Rows from a dataset:

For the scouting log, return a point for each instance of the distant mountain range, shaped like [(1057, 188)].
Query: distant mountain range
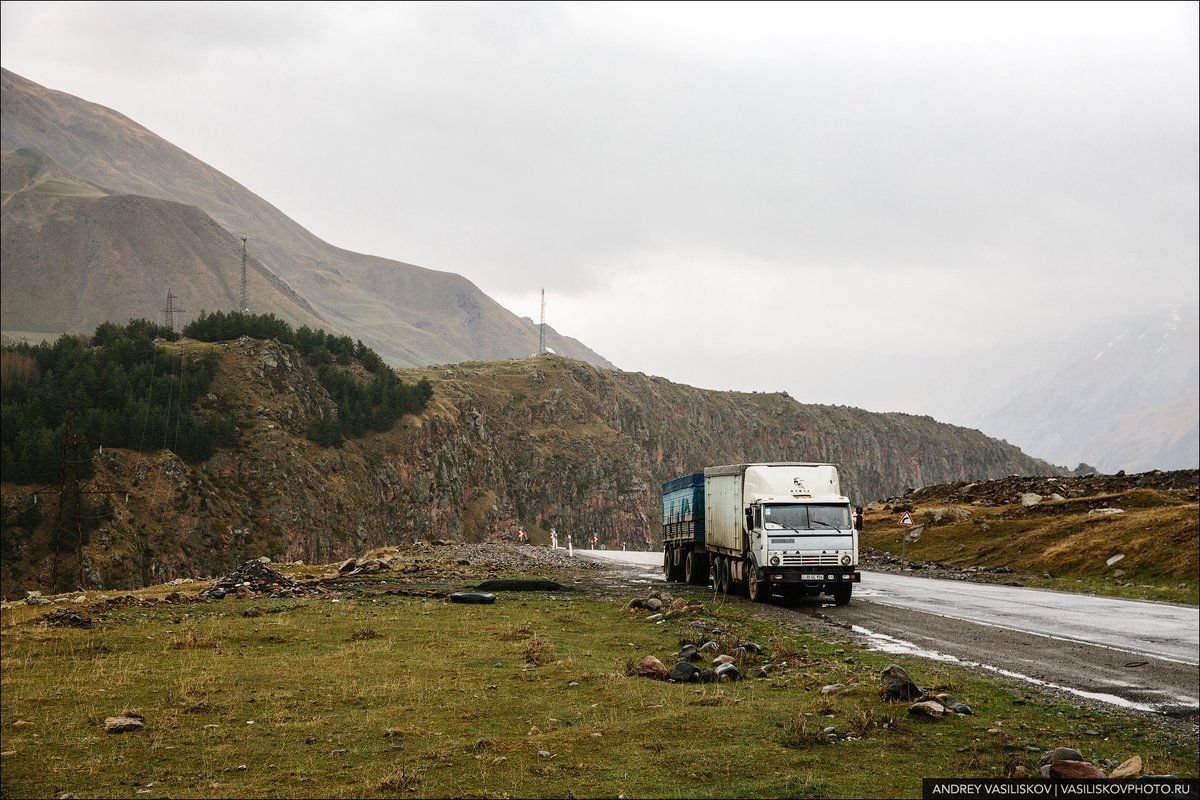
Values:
[(102, 217), (1123, 394)]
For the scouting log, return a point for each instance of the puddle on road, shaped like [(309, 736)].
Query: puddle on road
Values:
[(885, 643)]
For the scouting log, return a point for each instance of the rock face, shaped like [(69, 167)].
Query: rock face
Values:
[(535, 444)]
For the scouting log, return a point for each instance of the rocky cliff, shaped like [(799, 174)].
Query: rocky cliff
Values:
[(538, 443)]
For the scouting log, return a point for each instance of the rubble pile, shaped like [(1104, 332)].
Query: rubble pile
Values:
[(257, 578)]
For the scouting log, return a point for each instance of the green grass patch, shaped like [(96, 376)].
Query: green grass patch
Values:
[(385, 696)]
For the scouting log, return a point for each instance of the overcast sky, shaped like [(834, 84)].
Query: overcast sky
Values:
[(828, 196)]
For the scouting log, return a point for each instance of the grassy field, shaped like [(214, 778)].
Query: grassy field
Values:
[(372, 695), (1157, 535)]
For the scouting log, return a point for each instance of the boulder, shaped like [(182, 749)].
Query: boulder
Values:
[(729, 672), (897, 685), (653, 668), (125, 723), (1075, 771), (931, 709), (1061, 755), (684, 673)]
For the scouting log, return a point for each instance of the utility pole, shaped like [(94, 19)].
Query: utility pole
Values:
[(541, 329), (244, 306), (171, 311)]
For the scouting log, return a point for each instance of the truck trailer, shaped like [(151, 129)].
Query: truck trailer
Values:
[(763, 529)]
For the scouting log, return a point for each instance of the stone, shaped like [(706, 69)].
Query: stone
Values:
[(931, 709), (1061, 755), (729, 672), (897, 685), (685, 672), (124, 723), (1075, 771), (1129, 768), (653, 668)]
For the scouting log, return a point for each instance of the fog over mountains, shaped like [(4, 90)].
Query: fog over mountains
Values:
[(411, 314), (102, 217)]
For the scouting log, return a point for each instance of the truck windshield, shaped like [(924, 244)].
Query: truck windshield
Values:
[(805, 517)]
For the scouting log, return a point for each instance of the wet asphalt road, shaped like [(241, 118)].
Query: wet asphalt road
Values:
[(1119, 651)]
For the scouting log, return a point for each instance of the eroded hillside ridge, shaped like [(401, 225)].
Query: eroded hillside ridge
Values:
[(534, 443)]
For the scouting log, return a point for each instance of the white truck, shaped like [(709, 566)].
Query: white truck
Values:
[(765, 529)]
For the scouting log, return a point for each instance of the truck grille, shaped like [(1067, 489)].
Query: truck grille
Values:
[(822, 559)]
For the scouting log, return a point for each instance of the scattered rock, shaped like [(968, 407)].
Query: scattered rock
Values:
[(1075, 771), (66, 618), (897, 685), (685, 672), (931, 709), (1129, 768), (729, 672), (1061, 755), (125, 723)]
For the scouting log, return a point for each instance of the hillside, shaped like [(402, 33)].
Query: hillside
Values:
[(538, 443), (1126, 535), (73, 252), (1121, 395), (409, 314)]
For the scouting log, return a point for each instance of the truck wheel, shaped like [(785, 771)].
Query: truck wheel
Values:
[(754, 587)]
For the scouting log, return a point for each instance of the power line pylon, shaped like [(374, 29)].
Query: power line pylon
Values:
[(244, 306), (171, 311)]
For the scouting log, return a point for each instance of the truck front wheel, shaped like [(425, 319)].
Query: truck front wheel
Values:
[(755, 589)]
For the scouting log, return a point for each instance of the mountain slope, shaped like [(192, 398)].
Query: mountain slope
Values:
[(83, 251), (1121, 395), (412, 316), (538, 443)]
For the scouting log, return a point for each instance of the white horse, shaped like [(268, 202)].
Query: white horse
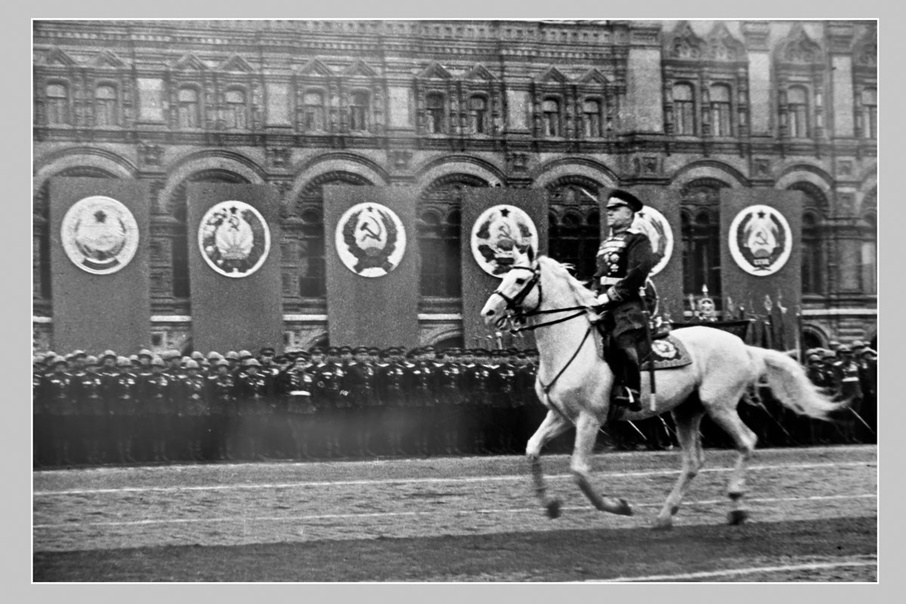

*TASK REQUIREMENTS*. Reproduce every line from the one containing "like [(834, 84)]." down to the one containing "[(765, 529)]", replacing "scouting log" with "survey record" and leaving everything else unchanged.

*WRITTEN SOLUTION*.
For the survey record, return a point for each instance of the overcast sky, shaped like [(834, 84)].
Query: overcast sky
Values:
[(828, 196)]
For the survey record, return a point for each instance of the grassy field, shaped like [(214, 778)].
Query: grassy field
Values:
[(372, 695), (1157, 535)]
For the survey record, return a point for each instance of the boulder, shaped like [(182, 749)].
Query: boulder
Values:
[(729, 672), (897, 685), (653, 668), (125, 723), (1075, 771), (931, 709), (1061, 755), (684, 673)]
For the survey record, return a point for each instance of the utility pole, shaped like [(94, 19)].
Query: utility pole
Values:
[(541, 329), (244, 306), (171, 311)]
For the survey record, return a point for each instance of the truck trailer, shaped like [(151, 129)].
Query: truck trailer
Values:
[(763, 529)]
For the survey record, return a point for each instance of the stone, shaped like [(706, 69)].
Query: stone
Values:
[(931, 709), (1061, 755), (729, 672), (897, 685), (685, 672), (124, 723), (1075, 771), (1129, 768), (653, 668)]
For the survey record, return a point for each instance of the fog over mountains, shaped like [(4, 90)].
Query: fog over mountains
Values:
[(411, 314), (102, 217)]
For the survey record, return a point for each instance of the truck windshield, shaped like [(924, 244)].
Query: truck windshield
Values:
[(805, 517)]
For the survey record, return a point for each instance of the wet asphalt road, shaped like [(241, 118)].
Query: wet asphalt road
Values:
[(1119, 651)]
For the survey record, return a point for each instance of the eroded hillside ridge, shaped like [(401, 225)].
Query: eroded hillside ridge
Values:
[(534, 443)]
For the survey record, return a point for each instance of the white truck, shaped like [(709, 566)].
Query: white truck
Values:
[(765, 529)]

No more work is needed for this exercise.